:: REQUIREMENT ::
Wherever a line of the data contains "track", copy that line.
START MATERIAL FOR THIS TASK
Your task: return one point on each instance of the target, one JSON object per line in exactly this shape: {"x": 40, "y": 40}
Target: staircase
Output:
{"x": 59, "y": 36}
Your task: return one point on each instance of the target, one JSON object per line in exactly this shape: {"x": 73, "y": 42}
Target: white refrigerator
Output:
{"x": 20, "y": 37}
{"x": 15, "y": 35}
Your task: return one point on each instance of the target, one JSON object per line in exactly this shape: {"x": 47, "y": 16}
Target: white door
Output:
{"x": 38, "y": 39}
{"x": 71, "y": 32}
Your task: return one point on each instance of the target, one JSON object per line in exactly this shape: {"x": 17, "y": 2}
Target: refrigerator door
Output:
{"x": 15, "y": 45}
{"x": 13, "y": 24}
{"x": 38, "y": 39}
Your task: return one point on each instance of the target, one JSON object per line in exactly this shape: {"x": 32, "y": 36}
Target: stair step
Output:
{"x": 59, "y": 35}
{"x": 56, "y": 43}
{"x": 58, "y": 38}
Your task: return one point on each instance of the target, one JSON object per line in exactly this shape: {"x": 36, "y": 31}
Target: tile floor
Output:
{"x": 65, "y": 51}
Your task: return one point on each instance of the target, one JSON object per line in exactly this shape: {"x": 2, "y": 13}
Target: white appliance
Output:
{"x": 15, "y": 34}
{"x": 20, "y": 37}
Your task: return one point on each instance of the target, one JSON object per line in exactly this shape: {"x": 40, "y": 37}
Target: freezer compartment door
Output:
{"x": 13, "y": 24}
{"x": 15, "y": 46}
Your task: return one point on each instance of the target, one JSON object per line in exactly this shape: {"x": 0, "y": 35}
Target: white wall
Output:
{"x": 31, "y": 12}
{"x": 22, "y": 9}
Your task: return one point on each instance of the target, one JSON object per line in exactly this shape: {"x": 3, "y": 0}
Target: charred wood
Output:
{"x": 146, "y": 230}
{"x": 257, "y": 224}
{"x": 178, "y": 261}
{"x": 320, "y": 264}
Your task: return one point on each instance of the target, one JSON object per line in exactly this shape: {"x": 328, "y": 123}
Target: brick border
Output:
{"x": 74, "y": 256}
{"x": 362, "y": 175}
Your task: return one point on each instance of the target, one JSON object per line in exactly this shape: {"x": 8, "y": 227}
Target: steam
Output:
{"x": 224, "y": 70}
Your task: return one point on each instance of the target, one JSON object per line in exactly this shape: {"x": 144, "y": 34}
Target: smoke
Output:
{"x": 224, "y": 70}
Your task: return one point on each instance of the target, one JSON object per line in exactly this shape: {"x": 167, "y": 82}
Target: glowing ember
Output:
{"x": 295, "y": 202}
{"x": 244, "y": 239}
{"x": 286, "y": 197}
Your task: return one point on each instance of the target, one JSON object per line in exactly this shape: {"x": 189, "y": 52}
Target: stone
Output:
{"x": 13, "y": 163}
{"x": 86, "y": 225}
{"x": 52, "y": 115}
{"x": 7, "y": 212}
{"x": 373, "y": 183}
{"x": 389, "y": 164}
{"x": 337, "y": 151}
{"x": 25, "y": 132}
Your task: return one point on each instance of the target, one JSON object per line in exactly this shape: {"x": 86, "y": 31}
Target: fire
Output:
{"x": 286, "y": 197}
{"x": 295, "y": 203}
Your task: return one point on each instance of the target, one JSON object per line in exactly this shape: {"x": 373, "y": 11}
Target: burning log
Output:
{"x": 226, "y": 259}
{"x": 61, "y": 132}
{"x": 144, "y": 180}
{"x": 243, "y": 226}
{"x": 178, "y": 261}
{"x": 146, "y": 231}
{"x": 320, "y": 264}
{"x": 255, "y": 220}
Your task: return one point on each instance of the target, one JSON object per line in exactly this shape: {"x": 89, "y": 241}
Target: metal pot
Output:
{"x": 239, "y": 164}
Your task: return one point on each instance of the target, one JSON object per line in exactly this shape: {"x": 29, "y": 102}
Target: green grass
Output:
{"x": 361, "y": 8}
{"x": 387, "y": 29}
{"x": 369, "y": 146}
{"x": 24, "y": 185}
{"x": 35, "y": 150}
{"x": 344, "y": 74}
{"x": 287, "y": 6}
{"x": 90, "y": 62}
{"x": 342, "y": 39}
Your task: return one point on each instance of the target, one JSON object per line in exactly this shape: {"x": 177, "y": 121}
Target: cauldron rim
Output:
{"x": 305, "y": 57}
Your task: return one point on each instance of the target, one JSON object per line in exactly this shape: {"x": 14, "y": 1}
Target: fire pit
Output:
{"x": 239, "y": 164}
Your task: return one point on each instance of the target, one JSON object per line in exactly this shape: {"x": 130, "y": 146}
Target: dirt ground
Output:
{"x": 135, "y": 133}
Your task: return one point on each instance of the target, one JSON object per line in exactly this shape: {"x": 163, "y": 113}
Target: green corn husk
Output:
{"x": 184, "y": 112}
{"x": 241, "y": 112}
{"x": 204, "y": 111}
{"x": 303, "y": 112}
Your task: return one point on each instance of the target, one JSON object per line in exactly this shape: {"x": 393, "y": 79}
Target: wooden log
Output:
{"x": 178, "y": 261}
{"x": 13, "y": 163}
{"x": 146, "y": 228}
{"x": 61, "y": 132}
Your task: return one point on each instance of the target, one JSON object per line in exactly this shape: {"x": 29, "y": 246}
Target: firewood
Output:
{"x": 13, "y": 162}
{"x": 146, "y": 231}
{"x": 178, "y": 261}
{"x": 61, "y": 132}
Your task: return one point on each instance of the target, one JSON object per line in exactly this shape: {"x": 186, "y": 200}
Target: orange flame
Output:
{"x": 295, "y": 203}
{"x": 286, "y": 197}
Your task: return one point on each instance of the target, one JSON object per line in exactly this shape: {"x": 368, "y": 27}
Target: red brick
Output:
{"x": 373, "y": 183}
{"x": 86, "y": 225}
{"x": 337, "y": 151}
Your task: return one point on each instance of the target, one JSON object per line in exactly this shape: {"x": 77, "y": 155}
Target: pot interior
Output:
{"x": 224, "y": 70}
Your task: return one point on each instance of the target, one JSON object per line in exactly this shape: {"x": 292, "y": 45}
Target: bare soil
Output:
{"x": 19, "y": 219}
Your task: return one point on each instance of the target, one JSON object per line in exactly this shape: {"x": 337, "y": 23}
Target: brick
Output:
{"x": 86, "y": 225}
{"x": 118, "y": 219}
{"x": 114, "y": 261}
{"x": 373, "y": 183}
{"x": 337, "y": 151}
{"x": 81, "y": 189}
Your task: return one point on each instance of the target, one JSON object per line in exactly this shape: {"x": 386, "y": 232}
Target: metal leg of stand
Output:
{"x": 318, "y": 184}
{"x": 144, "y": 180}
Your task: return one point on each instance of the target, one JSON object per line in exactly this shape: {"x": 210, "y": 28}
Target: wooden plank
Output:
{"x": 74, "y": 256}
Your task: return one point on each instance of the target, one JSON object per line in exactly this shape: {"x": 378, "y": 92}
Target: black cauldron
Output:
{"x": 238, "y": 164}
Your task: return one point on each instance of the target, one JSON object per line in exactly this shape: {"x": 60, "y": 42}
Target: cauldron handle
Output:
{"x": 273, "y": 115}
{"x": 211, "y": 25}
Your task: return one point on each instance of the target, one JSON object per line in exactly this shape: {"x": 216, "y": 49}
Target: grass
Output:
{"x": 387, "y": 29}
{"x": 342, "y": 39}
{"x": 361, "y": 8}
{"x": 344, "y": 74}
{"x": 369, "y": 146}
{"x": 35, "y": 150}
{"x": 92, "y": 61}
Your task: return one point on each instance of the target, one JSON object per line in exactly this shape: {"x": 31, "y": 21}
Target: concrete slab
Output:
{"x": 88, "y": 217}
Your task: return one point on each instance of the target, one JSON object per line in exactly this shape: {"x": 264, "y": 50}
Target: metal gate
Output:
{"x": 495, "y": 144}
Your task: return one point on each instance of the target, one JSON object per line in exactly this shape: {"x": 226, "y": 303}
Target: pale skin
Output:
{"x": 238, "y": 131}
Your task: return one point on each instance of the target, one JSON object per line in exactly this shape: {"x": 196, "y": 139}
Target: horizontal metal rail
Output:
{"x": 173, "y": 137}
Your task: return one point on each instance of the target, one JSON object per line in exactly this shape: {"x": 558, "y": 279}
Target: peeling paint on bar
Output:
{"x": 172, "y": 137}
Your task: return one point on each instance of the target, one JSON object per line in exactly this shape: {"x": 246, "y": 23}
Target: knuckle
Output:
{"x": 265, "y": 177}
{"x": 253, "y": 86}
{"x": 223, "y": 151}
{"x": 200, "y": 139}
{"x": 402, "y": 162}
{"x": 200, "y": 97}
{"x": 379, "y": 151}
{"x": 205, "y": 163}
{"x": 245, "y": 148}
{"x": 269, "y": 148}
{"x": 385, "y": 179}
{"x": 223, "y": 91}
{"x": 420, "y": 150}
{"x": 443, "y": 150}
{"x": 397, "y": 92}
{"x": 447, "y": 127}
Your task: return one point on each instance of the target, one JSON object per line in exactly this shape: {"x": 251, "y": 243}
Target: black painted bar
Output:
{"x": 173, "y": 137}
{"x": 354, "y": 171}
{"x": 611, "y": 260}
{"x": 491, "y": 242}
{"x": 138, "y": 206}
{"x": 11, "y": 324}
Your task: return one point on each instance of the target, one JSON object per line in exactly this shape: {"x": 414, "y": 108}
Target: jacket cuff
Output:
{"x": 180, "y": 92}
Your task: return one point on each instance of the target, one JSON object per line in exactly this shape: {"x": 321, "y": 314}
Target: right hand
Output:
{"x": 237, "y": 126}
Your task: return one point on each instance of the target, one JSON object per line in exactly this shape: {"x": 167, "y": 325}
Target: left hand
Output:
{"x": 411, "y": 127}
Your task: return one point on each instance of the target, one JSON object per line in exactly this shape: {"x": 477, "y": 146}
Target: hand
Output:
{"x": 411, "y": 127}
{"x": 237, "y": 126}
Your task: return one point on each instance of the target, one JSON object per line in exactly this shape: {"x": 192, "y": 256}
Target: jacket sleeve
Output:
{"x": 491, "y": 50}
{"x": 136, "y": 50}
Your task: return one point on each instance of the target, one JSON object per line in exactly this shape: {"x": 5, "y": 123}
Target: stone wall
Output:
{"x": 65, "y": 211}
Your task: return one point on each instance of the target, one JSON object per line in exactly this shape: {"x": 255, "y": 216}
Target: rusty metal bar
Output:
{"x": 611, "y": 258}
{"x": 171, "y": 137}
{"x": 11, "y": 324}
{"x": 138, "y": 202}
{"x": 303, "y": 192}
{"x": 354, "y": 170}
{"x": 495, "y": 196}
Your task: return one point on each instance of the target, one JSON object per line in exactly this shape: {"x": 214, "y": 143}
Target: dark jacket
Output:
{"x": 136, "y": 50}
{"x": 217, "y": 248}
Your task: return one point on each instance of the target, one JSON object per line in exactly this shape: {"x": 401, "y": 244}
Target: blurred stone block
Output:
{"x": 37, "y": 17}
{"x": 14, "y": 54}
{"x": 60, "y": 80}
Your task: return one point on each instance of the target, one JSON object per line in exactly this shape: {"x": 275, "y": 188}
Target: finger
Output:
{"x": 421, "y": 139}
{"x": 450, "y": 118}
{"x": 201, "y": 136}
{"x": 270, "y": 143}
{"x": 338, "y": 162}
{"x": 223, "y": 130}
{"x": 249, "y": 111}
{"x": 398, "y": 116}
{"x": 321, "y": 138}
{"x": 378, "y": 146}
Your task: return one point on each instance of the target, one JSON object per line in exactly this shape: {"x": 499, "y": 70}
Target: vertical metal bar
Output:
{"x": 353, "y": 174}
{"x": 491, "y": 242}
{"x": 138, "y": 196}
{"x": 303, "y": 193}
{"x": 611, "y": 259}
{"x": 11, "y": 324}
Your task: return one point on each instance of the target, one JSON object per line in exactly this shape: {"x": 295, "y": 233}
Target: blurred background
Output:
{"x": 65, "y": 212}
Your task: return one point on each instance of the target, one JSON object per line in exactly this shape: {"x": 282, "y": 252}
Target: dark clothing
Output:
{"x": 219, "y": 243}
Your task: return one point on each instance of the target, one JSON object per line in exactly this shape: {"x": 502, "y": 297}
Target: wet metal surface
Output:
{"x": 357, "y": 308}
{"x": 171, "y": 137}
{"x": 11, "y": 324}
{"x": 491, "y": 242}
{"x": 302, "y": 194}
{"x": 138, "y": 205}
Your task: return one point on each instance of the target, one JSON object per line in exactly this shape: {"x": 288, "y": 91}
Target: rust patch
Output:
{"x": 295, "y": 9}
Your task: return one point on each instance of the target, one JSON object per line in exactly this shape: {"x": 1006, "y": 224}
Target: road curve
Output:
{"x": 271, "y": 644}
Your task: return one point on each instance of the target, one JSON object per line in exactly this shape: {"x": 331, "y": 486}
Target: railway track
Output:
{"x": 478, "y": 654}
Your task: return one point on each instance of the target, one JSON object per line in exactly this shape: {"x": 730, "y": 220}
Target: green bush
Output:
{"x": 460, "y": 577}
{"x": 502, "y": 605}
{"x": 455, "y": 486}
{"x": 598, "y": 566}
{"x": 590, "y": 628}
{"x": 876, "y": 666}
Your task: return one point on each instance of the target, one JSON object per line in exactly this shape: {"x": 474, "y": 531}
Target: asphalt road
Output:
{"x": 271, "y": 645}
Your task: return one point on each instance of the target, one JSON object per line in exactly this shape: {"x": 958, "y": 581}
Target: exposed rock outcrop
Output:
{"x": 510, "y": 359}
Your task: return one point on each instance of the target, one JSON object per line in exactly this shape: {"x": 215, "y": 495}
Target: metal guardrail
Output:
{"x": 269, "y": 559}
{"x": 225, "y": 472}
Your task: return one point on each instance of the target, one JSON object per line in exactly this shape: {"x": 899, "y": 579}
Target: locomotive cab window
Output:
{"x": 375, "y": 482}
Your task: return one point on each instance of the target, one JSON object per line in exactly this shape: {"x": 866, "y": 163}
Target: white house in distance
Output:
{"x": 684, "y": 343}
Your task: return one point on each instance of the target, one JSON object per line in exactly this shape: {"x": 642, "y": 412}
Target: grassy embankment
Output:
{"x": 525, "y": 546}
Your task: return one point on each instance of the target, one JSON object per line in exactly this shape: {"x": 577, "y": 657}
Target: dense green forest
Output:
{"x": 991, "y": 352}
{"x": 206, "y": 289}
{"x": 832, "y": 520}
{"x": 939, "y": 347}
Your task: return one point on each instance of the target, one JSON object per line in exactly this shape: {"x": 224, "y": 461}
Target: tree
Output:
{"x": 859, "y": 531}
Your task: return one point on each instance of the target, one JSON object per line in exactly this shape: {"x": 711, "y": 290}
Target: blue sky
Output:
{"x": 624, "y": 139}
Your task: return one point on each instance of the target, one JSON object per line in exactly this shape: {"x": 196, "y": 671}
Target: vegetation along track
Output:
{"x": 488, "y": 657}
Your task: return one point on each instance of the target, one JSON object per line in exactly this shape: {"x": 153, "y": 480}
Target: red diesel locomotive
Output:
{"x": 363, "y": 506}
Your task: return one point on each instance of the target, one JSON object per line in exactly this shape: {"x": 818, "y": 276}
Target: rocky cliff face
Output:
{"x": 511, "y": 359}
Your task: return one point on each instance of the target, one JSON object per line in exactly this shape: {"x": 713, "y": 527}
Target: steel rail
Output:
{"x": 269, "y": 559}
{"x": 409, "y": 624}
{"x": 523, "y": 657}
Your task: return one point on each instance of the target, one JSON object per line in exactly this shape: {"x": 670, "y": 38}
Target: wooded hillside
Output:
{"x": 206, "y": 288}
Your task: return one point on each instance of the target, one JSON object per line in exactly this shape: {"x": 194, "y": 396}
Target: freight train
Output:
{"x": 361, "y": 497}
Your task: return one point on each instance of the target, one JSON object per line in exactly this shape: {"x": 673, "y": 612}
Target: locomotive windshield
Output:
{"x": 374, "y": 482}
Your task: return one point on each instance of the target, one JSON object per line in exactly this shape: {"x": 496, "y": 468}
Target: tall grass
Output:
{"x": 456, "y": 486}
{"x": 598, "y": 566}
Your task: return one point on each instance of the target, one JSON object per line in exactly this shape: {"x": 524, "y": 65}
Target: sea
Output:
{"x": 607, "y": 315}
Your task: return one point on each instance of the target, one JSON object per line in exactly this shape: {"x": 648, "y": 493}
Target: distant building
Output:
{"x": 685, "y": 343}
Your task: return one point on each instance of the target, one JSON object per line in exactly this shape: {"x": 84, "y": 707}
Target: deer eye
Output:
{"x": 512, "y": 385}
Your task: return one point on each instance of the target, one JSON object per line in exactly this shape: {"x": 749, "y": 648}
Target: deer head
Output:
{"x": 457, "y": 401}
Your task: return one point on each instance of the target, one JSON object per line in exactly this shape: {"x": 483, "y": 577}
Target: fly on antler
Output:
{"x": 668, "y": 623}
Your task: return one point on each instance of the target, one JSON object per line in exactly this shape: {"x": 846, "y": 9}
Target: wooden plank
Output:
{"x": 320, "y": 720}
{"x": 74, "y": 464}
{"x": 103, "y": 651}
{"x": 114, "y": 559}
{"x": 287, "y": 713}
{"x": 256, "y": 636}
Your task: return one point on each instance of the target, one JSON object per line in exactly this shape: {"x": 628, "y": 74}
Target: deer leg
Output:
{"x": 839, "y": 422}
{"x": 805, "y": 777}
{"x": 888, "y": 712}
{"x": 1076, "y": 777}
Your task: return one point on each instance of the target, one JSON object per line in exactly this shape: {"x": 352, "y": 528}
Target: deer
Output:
END MATERIAL FOR THIS TASK
:: WRITTEN REPLY ::
Target: railway track
Target: vegetation along track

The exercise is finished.